**WHAT NEEDS TO BE DONE:**
Please give the data below again in full, exactly as it stands.

Labeled area outline entries:
________________________

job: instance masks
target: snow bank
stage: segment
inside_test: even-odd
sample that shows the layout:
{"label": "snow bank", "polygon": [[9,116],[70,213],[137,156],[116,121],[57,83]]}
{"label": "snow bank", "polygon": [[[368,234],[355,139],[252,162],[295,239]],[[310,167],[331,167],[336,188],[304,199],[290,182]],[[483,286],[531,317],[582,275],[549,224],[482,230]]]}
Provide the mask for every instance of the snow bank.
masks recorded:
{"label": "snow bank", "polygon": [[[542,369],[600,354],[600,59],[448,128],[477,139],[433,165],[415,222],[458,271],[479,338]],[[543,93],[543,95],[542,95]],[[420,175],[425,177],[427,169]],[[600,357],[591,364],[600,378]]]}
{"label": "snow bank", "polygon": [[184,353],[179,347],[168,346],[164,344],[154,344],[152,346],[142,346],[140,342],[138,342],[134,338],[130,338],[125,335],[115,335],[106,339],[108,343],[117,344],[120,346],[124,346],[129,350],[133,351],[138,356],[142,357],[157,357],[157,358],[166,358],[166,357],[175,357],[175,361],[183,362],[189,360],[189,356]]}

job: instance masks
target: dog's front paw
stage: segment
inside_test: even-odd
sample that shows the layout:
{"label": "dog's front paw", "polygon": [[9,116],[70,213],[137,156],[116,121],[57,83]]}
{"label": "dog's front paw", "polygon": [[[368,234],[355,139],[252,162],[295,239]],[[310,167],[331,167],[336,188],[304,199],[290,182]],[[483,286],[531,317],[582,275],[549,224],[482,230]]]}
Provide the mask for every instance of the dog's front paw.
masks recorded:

________________________

**WORKED SOLUTION:**
job: instance masks
target: snow bank
stage: segment
inside_test: even-odd
sample that shows the layout:
{"label": "snow bank", "polygon": [[9,116],[70,213],[137,156],[116,121],[57,83]]}
{"label": "snow bank", "polygon": [[[368,234],[355,139],[252,162],[295,239]],[[310,167],[331,167],[336,188],[304,199],[290,182]],[[483,286],[531,317],[582,275],[549,224],[482,230]]]}
Provide the mask for every instance of the snow bank.
masks recorded:
{"label": "snow bank", "polygon": [[[542,369],[600,354],[600,59],[448,128],[477,139],[433,165],[415,222],[458,271],[479,338]],[[543,93],[543,95],[542,95]],[[420,175],[425,177],[427,169]],[[600,357],[591,364],[600,378]]]}
{"label": "snow bank", "polygon": [[184,353],[179,347],[168,346],[164,344],[154,344],[152,346],[142,346],[140,342],[138,342],[134,338],[130,338],[125,335],[115,335],[106,339],[108,343],[117,344],[120,346],[124,346],[129,350],[133,351],[138,356],[142,357],[157,357],[157,358],[166,358],[166,357],[175,357],[175,361],[183,362],[189,360],[189,356]]}

job: instance masks
target: dog's front paw
stage: segment
inside_test: even-odd
sample that shows the layout:
{"label": "dog's front paw", "polygon": [[9,116],[70,213],[137,156],[116,121],[57,83]]}
{"label": "dog's front paw", "polygon": [[[368,234],[355,139],[252,162],[295,239]],[[310,167],[331,167],[336,188],[304,199],[290,182]],[[483,286],[531,317],[582,275],[549,224],[482,230]]]}
Provide the mask for every instance of the dog's front paw.
masks recorded:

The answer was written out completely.